Exercise data
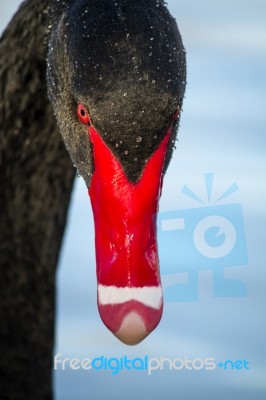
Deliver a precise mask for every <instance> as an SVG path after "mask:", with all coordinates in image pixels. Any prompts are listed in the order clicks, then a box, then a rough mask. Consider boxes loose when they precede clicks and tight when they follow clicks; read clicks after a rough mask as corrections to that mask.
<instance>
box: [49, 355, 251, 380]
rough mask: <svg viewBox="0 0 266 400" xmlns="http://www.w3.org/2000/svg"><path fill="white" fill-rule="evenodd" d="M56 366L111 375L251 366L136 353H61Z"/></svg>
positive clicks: (187, 370)
mask: <svg viewBox="0 0 266 400" xmlns="http://www.w3.org/2000/svg"><path fill="white" fill-rule="evenodd" d="M54 369H55V370H67V369H71V370H73V371H78V370H85V371H92V370H94V371H110V372H111V374H112V375H117V374H119V373H120V372H122V371H131V372H132V371H144V372H146V373H147V374H148V375H152V374H153V373H154V372H155V371H164V370H166V371H181V370H187V371H202V370H204V371H213V370H215V369H222V370H225V371H232V370H238V371H239V370H249V369H250V364H249V362H248V361H247V360H235V361H233V360H225V361H217V360H216V359H215V358H214V357H205V358H200V357H195V358H191V357H187V356H185V357H176V358H169V357H164V356H160V357H149V356H144V357H137V358H130V357H128V356H123V357H120V358H117V357H110V358H108V357H104V356H100V357H96V358H93V359H90V358H89V357H84V358H79V357H73V358H70V357H63V355H62V354H61V353H58V354H56V355H55V356H54Z"/></svg>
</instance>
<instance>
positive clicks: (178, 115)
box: [173, 107, 180, 121]
mask: <svg viewBox="0 0 266 400" xmlns="http://www.w3.org/2000/svg"><path fill="white" fill-rule="evenodd" d="M179 112H180V109H179V107H177V109H176V112H175V113H174V115H173V121H177V120H178V118H179Z"/></svg>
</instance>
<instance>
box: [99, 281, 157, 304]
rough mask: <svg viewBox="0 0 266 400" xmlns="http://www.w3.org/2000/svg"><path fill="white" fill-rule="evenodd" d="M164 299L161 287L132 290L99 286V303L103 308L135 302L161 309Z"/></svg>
mask: <svg viewBox="0 0 266 400" xmlns="http://www.w3.org/2000/svg"><path fill="white" fill-rule="evenodd" d="M162 298H163V293H162V288H161V287H160V286H144V287H139V288H134V287H133V288H132V287H116V286H105V285H98V301H99V303H100V305H102V306H105V305H114V304H121V303H126V302H127V301H131V300H135V301H139V302H140V303H143V304H144V305H145V306H148V307H152V308H155V309H159V308H160V307H161V305H162Z"/></svg>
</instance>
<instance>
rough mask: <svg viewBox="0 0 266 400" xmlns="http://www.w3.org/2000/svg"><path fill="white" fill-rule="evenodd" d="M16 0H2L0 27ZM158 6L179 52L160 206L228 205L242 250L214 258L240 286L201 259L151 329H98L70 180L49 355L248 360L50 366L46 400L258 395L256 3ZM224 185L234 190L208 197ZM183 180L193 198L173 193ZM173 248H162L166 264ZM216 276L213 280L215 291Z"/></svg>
mask: <svg viewBox="0 0 266 400" xmlns="http://www.w3.org/2000/svg"><path fill="white" fill-rule="evenodd" d="M19 3H20V1H15V0H9V1H8V2H2V3H1V5H0V31H2V30H3V29H4V26H5V25H6V24H7V22H8V20H9V19H10V18H11V16H12V14H13V13H14V12H15V10H16V9H17V7H18V4H19ZM168 5H169V8H170V10H171V12H172V14H173V15H174V17H175V18H176V19H177V22H178V26H179V29H180V31H181V34H182V37H183V41H184V45H185V47H186V50H187V64H188V86H187V91H186V99H185V101H184V111H183V114H182V119H181V127H180V131H179V142H178V143H177V149H176V151H175V153H174V157H173V160H172V162H171V165H170V167H169V170H168V172H167V174H166V177H165V182H164V190H163V196H162V199H161V203H160V210H161V212H164V211H178V212H180V210H193V211H192V212H193V213H194V214H193V215H194V216H195V218H197V215H198V214H197V213H198V211H197V209H199V208H200V207H211V206H213V205H217V204H219V205H230V204H232V203H236V204H239V205H240V206H241V209H242V212H243V222H244V228H243V229H244V230H245V240H246V243H245V246H246V249H247V255H248V259H247V261H246V262H245V263H244V264H243V265H235V266H227V265H225V266H224V268H221V269H220V271H222V272H221V273H223V278H224V279H227V280H230V282H231V283H232V284H233V285H234V282H237V283H239V285H238V286H239V287H240V288H242V289H243V290H242V291H241V290H239V291H238V290H235V292H234V290H233V291H232V292H230V290H229V292H228V291H226V290H224V291H223V290H222V289H223V287H222V286H223V285H222V282H223V280H222V278H221V275H219V273H218V275H217V273H216V272H217V271H216V269H215V262H214V265H213V267H210V268H208V269H204V268H202V269H200V268H199V270H198V272H197V273H196V274H194V275H193V277H194V278H195V279H196V284H195V285H196V288H197V289H198V290H197V296H196V298H195V299H194V300H193V299H192V298H190V297H189V296H187V298H186V296H185V297H184V298H180V299H176V300H174V299H173V298H172V301H166V303H165V308H164V315H163V319H162V321H161V324H160V326H159V327H158V328H157V329H156V331H155V332H154V333H152V334H151V335H150V336H149V337H148V338H147V339H146V340H145V341H144V342H143V343H141V344H140V345H138V346H136V347H127V346H125V345H123V344H122V343H120V342H119V341H118V340H117V339H116V338H115V337H113V335H112V334H111V333H110V332H109V331H108V330H107V329H105V327H104V326H103V324H102V322H101V320H100V318H99V315H98V312H97V306H96V280H95V258H94V232H93V222H92V215H91V209H90V204H89V198H88V195H87V190H86V187H85V184H84V183H83V181H82V179H77V180H76V183H75V190H74V192H73V197H72V203H71V209H70V212H69V219H68V226H67V231H66V234H65V240H64V246H63V249H62V254H61V259H60V265H59V268H58V274H57V289H58V295H57V331H56V347H55V353H62V355H63V357H81V358H82V357H89V358H93V357H99V356H102V355H103V356H105V357H117V358H119V357H123V356H128V357H129V358H135V357H143V356H145V355H147V356H149V357H158V356H164V357H169V358H172V359H173V358H176V357H179V358H184V357H185V356H187V357H190V358H197V357H201V358H206V357H213V358H215V359H216V360H217V362H218V361H225V360H227V359H230V360H244V359H245V360H247V361H248V362H249V363H250V369H249V370H246V369H240V370H237V369H234V370H224V369H223V368H218V367H217V368H216V369H215V370H213V371H206V370H200V371H195V370H194V371H191V370H186V369H183V370H180V371H175V370H172V371H169V370H168V369H167V368H165V369H164V370H163V371H161V370H158V371H155V372H154V373H153V374H152V375H151V376H148V375H147V373H146V372H145V371H124V372H121V373H119V374H117V375H112V374H111V372H110V371H96V372H91V371H80V370H79V371H73V370H69V369H68V370H65V371H60V370H57V371H56V372H55V374H54V387H55V393H56V399H57V400H73V399H76V400H85V399H93V400H107V399H108V400H120V399H121V400H122V399H124V398H127V399H128V400H133V399H136V398H139V399H144V398H152V399H153V400H159V399H161V398H167V399H168V400H176V399H182V400H193V399H195V398H204V399H206V400H211V399H213V398H215V399H217V400H220V399H224V398H227V399H234V400H240V399H241V400H243V399H247V400H250V399H253V400H262V399H265V398H266V380H265V376H266V361H265V360H266V354H265V353H266V321H265V305H266V290H265V289H266V280H265V278H266V252H265V237H266V235H265V233H266V228H265V227H266V211H265V204H266V184H265V183H266V182H265V167H266V163H265V150H266V137H265V136H266V112H265V104H266V24H265V21H266V3H265V1H264V0H233V1H231V0H230V1H229V0H222V1H211V0H201V1H193V0H169V1H168ZM23 45H26V44H23ZM207 173H208V174H214V175H208V176H209V177H212V178H213V185H212V193H211V195H210V193H209V195H208V190H206V182H205V177H206V175H204V174H207ZM234 183H236V184H237V187H238V189H239V190H237V191H235V192H234V193H232V195H231V196H228V197H225V198H224V199H223V200H221V201H219V202H217V199H218V198H219V197H221V195H222V194H223V193H225V192H226V191H227V189H228V188H229V187H231V185H232V184H234ZM184 185H186V186H187V187H189V188H190V189H191V190H192V191H193V192H194V193H195V194H197V196H198V197H199V198H200V199H201V200H202V204H200V203H199V202H197V201H195V200H194V199H192V198H190V197H188V196H185V195H184V194H183V193H181V190H182V188H183V187H184ZM235 187H236V186H235ZM237 228H238V227H236V229H237ZM241 229H242V228H241ZM162 246H164V236H163V234H162V235H161V236H160V247H161V248H162ZM191 246H193V243H192V244H191ZM174 250H175V249H173V254H174V255H175V252H174ZM173 254H172V255H171V254H169V262H170V261H171V262H172V261H173V260H172V259H173ZM167 263H168V260H167V258H165V257H164V258H163V260H161V268H162V273H163V283H164V287H165V290H167V288H168V287H169V286H171V285H173V283H175V284H177V285H180V284H181V285H182V287H183V289H182V290H183V291H184V293H186V290H187V293H190V294H191V292H190V289H189V279H190V278H191V277H190V276H189V274H188V272H189V271H186V269H185V268H184V270H182V271H179V270H178V268H177V270H176V271H175V273H173V271H172V272H171V273H170V271H169V269H168V267H167ZM236 264H237V263H236ZM177 265H178V262H177ZM193 277H192V278H191V279H192V280H193V279H194V278H193ZM217 280H218V281H217ZM217 282H218V283H217ZM237 283H236V286H233V287H235V288H236V287H237ZM195 285H194V289H193V290H194V291H195ZM215 285H216V286H217V285H218V289H221V290H220V295H219V296H218V295H217V293H216V292H215ZM219 285H220V286H219ZM176 288H177V290H178V286H176ZM216 289H217V287H216ZM218 291H219V290H218ZM192 297H193V296H192ZM169 299H171V298H170V297H169Z"/></svg>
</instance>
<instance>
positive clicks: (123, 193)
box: [89, 126, 172, 345]
mask: <svg viewBox="0 0 266 400" xmlns="http://www.w3.org/2000/svg"><path fill="white" fill-rule="evenodd" d="M171 130H172V127H171V128H169V131H168V133H167V134H166V136H165V138H164V139H163V140H162V142H161V144H160V146H159V147H158V149H157V150H156V151H155V152H154V153H153V155H152V157H151V158H150V159H149V160H148V161H147V164H146V166H145V168H144V170H143V172H142V175H141V178H140V179H139V181H138V182H137V183H136V184H134V183H131V182H130V181H129V180H128V179H127V177H126V175H125V173H124V171H123V169H122V166H121V164H120V162H119V161H118V159H117V158H116V157H115V156H114V154H113V153H112V151H111V150H110V149H109V147H108V146H107V145H106V144H105V142H104V141H103V139H102V138H101V136H100V135H99V134H98V132H97V131H96V130H95V128H94V127H93V126H90V128H89V135H90V140H91V143H92V146H93V156H94V174H93V177H92V180H91V185H90V188H89V195H90V197H91V202H92V209H93V214H94V224H95V244H96V263H97V279H98V308H99V313H100V315H101V318H102V320H103V322H104V324H105V325H106V326H107V328H108V329H110V330H111V331H112V332H113V333H114V334H115V335H116V336H117V337H118V338H119V339H120V340H121V341H122V342H124V343H126V344H132V345H133V344H137V343H139V342H140V341H142V340H143V339H144V338H145V337H146V336H147V335H148V334H149V333H150V332H151V331H152V330H153V329H154V328H155V327H156V326H157V325H158V323H159V322H160V319H161V316H162V309H163V296H162V288H161V280H160V273H159V261H158V252H157V242H156V216H157V212H158V201H159V198H160V194H161V186H162V170H163V165H164V160H165V154H166V150H167V144H168V141H169V137H170V134H171Z"/></svg>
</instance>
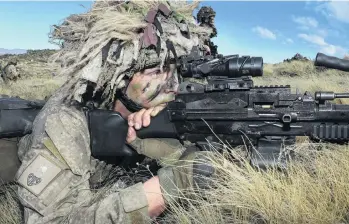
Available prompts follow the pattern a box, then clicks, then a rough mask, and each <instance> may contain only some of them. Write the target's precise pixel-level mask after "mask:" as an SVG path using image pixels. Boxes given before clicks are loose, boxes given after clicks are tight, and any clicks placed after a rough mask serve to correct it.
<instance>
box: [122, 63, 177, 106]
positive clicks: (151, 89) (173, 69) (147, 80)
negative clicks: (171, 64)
mask: <svg viewBox="0 0 349 224" xmlns="http://www.w3.org/2000/svg"><path fill="white" fill-rule="evenodd" d="M177 89H178V77H177V72H176V70H175V66H174V65H171V66H169V67H168V68H166V69H164V71H163V72H161V71H160V68H159V67H154V68H149V69H145V70H144V71H142V72H137V73H136V74H134V76H133V78H132V80H131V82H130V84H129V85H128V87H127V89H126V95H127V96H128V97H129V98H130V99H132V100H133V101H135V102H137V103H139V104H140V105H142V106H143V107H145V108H149V107H154V106H157V105H160V104H164V103H168V102H170V101H173V100H174V99H175V95H176V94H177Z"/></svg>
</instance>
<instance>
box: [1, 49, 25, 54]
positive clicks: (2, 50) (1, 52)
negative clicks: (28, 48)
mask: <svg viewBox="0 0 349 224" xmlns="http://www.w3.org/2000/svg"><path fill="white" fill-rule="evenodd" d="M25 53H27V50H24V49H5V48H0V55H3V54H25Z"/></svg>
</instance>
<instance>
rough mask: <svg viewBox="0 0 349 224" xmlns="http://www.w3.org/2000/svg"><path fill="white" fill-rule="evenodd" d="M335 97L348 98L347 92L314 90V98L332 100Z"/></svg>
mask: <svg viewBox="0 0 349 224" xmlns="http://www.w3.org/2000/svg"><path fill="white" fill-rule="evenodd" d="M337 98H349V93H334V92H315V100H334V99H337Z"/></svg>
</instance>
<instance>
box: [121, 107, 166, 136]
mask: <svg viewBox="0 0 349 224" xmlns="http://www.w3.org/2000/svg"><path fill="white" fill-rule="evenodd" d="M165 107H166V104H161V105H158V106H156V107H151V108H149V109H142V110H140V111H138V112H135V113H133V114H131V115H129V116H128V118H127V120H128V126H129V127H128V132H127V138H126V141H127V143H131V142H132V141H134V140H135V139H136V137H137V134H136V130H139V129H141V128H142V127H148V126H149V125H150V120H151V117H155V116H156V115H157V114H158V113H159V112H160V111H162V110H163V109H164V108H165Z"/></svg>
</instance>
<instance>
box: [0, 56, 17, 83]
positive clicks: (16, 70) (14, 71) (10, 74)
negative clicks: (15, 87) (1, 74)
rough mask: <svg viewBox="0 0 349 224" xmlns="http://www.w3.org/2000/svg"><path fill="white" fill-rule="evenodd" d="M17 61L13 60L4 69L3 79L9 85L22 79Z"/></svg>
mask: <svg viewBox="0 0 349 224" xmlns="http://www.w3.org/2000/svg"><path fill="white" fill-rule="evenodd" d="M16 66H17V60H15V59H11V60H10V61H9V62H8V63H7V65H6V66H5V67H4V69H3V71H4V72H3V73H4V74H3V79H4V81H5V82H6V83H7V82H8V81H9V80H13V81H15V80H17V78H19V77H20V74H19V72H18V71H17V68H16Z"/></svg>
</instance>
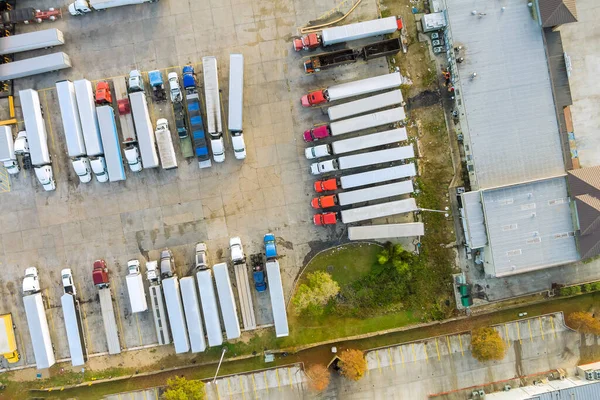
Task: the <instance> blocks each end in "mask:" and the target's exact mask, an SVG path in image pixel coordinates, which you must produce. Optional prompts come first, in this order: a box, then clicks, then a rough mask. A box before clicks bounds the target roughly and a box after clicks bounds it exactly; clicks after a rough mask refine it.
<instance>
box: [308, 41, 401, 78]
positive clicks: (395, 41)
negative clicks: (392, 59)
mask: <svg viewBox="0 0 600 400" xmlns="http://www.w3.org/2000/svg"><path fill="white" fill-rule="evenodd" d="M400 49H402V44H401V43H400V39H398V38H394V39H388V40H383V41H381V42H377V43H372V44H369V45H367V46H365V47H362V48H360V49H344V50H338V51H333V52H331V53H322V54H319V55H316V56H312V57H310V58H309V59H308V60H306V61H304V72H306V73H307V74H313V73H315V72H320V71H322V70H325V69H329V68H333V67H338V66H340V65H344V64H352V63H354V62H356V61H358V60H359V59H361V58H362V59H363V60H365V61H368V60H373V59H375V58H379V57H385V56H389V55H392V54H396V53H397V52H399V51H400Z"/></svg>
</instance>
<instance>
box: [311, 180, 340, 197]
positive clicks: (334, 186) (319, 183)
mask: <svg viewBox="0 0 600 400" xmlns="http://www.w3.org/2000/svg"><path fill="white" fill-rule="evenodd" d="M314 187H315V192H317V193H323V192H328V191H332V190H337V179H336V178H330V179H323V180H320V181H316V182H315V186H314Z"/></svg>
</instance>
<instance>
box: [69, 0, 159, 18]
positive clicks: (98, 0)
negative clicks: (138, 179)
mask: <svg viewBox="0 0 600 400" xmlns="http://www.w3.org/2000/svg"><path fill="white" fill-rule="evenodd" d="M155 1H158V0H76V1H75V2H74V3H71V4H69V12H70V13H71V15H83V14H87V13H89V12H92V11H100V10H106V9H108V8H115V7H121V6H128V5H133V4H142V3H154V2H155Z"/></svg>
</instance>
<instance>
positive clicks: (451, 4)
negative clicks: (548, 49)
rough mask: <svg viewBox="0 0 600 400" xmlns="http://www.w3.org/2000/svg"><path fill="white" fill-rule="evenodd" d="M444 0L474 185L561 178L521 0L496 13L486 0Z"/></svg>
mask: <svg viewBox="0 0 600 400" xmlns="http://www.w3.org/2000/svg"><path fill="white" fill-rule="evenodd" d="M446 4H447V13H448V18H449V22H450V30H451V34H452V37H453V42H454V45H455V46H457V45H462V46H463V47H464V49H465V50H464V58H465V62H463V63H462V64H460V65H459V68H458V70H459V78H460V83H458V85H457V90H459V92H460V94H461V95H462V101H463V103H464V107H465V110H466V120H467V125H466V126H462V129H463V130H464V131H465V132H466V133H467V134H466V135H465V138H466V139H467V140H468V141H470V148H471V151H472V153H473V159H474V167H475V173H476V177H477V181H478V186H479V188H480V189H485V188H492V187H498V186H504V185H511V184H516V183H521V182H525V181H532V180H537V179H542V178H548V177H551V176H558V175H563V174H564V173H565V170H564V164H563V158H562V152H561V147H560V138H559V132H558V123H557V120H556V113H555V109H554V101H553V97H552V90H551V82H550V76H549V73H548V65H547V61H546V55H545V51H544V44H543V38H542V30H541V28H540V26H539V24H537V23H536V22H535V21H534V20H533V19H532V17H531V12H530V9H529V8H528V7H527V3H526V2H523V1H521V0H505V1H503V2H502V6H504V7H505V10H504V11H502V10H501V7H500V5H499V4H498V3H497V2H490V1H488V0H447V1H446ZM472 11H476V12H477V13H485V15H483V16H479V15H472ZM474 72H476V73H477V77H475V78H473V79H471V74H472V73H474ZM463 125H464V124H463Z"/></svg>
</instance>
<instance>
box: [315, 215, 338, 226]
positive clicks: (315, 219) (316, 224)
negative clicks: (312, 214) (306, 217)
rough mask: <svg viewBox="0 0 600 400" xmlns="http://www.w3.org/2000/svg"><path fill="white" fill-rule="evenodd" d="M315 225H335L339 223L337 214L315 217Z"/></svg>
mask: <svg viewBox="0 0 600 400" xmlns="http://www.w3.org/2000/svg"><path fill="white" fill-rule="evenodd" d="M313 222H314V224H315V225H317V226H320V225H335V224H336V223H337V213H323V214H316V215H315V216H314V217H313Z"/></svg>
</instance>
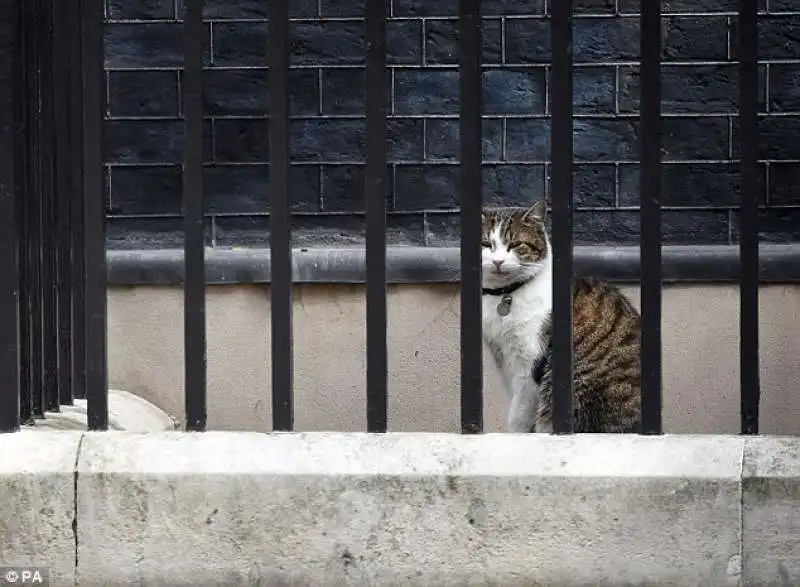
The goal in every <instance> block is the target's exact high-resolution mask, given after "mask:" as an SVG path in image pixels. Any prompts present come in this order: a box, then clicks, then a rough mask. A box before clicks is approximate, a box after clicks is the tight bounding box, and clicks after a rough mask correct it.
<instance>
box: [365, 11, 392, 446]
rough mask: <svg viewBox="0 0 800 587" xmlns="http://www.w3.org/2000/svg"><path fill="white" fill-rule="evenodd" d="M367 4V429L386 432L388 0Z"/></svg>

Try it
Line for line, output the entries above from the line with "box: [0, 56, 17, 83]" to the line with "positive clicks: (395, 41)", both included, and nothing more. Skip pictures.

Written answer
box: [0, 56, 17, 83]
positive clicks: (16, 70) (14, 71) (10, 74)
negative clicks: (15, 87) (1, 74)
rough mask: <svg viewBox="0 0 349 224" xmlns="http://www.w3.org/2000/svg"><path fill="white" fill-rule="evenodd" d="M17 61L13 60L4 69L3 79L9 85L22 79Z"/></svg>
mask: <svg viewBox="0 0 349 224" xmlns="http://www.w3.org/2000/svg"><path fill="white" fill-rule="evenodd" d="M16 66H17V60H15V59H11V60H10V61H9V62H8V63H7V65H6V66H5V67H4V69H3V71H4V72H3V73H4V74H3V79H4V81H5V82H6V83H7V82H8V81H9V80H13V81H15V80H17V78H19V77H20V74H19V72H18V71H17V68H16Z"/></svg>
</instance>
Task: the <instance> blocks each end in "mask:" and the target's exact mask, an SVG path in image pixel coordinates, which you must produce. Optional prompts come first, in this order: a box, then clicks, then a rough mask. A box before clicks bounds the target roughly and a box after clicks bounds it exactly; clicks after a rough mask refine it.
<instance>
box: [308, 41, 401, 78]
positive clicks: (395, 41)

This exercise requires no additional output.